## Passage provided
Why this works: The document block is hashed and cached after the first call. Follow-up questions in the same session hit the cache and skip reprocessing the document entirely.

Step 4: Multi-Turn Conversation Caching

For chatbots, cache the growing conversation history to avoid reprocessing earlier turns:

messages = []

def chat(user_input: str) -> str:
    messages.append({"role": "user", "content": user_input})
    
    # Mark the last user message for caching
    cacheable_messages = messages.copy()
    if cacheable_messages:
        last_msg = cacheable_messages[-1]
        # Wrap content in cache_control
        cacheable_messages[-1] = {
            **last_msg,
            "content": [
                {
                    "type": "text",
                    "text": last_msg["content"] if isinstance(last_msg["content"], str) else "",
                    "cache_control": {"type": "ephemeral"}
                }
            ]
        }
    
    response = client.messages.create(
        model="claude-sonnet-4-5",
        max_tokens=1024,
        system="You are a helpful assistant.",
        messages=cacheable_messages
    )

## Task requirements
A. Set down, without alteration, the stretch of the prompt-caching tutorial from "def chat(user_input: str)" through "cacheable_messages = messages.copy()".
B. Answer the following from the prompt-caching tutorial, one answer per line:
(i) What is done to the document block after the first call?
(ii) What value does the code assign to max_tokens?
(iii) What type is given inside cache_control?

## Given records

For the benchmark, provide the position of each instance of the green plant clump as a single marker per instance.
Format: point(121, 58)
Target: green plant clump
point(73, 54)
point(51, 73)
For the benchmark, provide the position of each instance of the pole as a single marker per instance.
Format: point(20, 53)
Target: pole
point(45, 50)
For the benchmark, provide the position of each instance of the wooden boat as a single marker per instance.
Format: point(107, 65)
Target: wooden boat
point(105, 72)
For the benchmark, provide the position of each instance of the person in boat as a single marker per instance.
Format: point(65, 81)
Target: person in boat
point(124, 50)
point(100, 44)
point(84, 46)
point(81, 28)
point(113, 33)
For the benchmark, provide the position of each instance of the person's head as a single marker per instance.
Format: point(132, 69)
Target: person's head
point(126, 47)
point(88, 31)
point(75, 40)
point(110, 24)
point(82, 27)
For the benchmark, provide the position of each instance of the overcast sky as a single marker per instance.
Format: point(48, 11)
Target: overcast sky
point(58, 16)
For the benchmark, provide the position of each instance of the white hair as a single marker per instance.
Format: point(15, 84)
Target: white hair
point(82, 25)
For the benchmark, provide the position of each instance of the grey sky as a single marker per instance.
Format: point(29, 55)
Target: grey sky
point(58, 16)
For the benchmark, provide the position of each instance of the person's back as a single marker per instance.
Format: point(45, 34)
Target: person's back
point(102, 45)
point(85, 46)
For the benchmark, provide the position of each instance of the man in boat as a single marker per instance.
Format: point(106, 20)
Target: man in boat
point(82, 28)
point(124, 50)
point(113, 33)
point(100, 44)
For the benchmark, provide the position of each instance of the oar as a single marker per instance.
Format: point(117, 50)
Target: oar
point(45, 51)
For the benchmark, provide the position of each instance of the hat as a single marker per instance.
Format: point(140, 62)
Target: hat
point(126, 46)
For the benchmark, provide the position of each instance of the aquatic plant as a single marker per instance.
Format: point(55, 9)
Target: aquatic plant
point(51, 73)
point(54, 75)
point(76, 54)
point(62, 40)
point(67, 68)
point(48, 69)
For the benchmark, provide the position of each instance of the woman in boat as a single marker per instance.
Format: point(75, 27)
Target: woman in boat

## Solutions to the exercise
A.
def chat(user_input: str) -> str:
    messages.append({"role": "user", "content": user_input})
    
    # Mark the last user message for caching
    cacheable_messages = messages.copy()

B.
(i) It is hashed and cached.
(ii) 1024
(iii) "ephemeral"